§ Supplied data:
=-=-=
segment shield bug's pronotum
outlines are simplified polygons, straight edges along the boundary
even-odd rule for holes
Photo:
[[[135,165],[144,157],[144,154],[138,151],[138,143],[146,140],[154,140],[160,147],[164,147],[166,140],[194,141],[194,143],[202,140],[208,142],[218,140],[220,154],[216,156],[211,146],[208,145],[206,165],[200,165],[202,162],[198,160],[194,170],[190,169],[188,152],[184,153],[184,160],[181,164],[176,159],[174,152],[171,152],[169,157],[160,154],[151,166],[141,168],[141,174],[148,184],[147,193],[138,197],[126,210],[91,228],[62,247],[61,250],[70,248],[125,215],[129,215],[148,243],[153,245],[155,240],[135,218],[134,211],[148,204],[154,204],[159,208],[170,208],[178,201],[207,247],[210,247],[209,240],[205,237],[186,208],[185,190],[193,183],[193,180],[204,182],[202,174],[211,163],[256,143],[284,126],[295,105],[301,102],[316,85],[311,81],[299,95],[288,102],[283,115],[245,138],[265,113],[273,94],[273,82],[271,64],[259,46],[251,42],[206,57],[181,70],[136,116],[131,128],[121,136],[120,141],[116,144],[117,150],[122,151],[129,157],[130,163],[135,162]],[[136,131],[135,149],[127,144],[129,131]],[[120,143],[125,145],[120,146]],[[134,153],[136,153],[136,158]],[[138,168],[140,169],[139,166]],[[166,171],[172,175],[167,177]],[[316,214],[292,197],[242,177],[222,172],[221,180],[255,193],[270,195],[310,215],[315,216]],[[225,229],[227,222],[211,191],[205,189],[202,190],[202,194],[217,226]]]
=-=-=
§ Exercise description:
Count the lines of the entries above that contain the string "edges" and reply with that number alone.

§ Task solution:
1